THE TASK
Please reproduce the entries below exactly, leaving the pictures out.

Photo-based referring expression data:
========================================================================

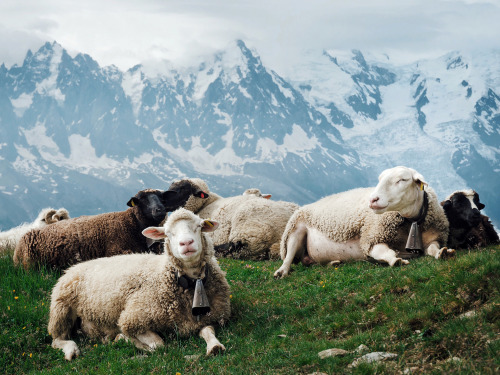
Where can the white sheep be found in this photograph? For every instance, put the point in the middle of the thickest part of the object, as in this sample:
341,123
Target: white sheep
368,222
137,296
46,216
249,227
257,193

========================================================================

TASK SOLUTION
Where can the white sheep be found in this photograph? For every instance, put the point in the middle of the thickest part of the object, as in this sample:
341,123
Target: white sheep
368,222
137,296
46,216
249,227
257,193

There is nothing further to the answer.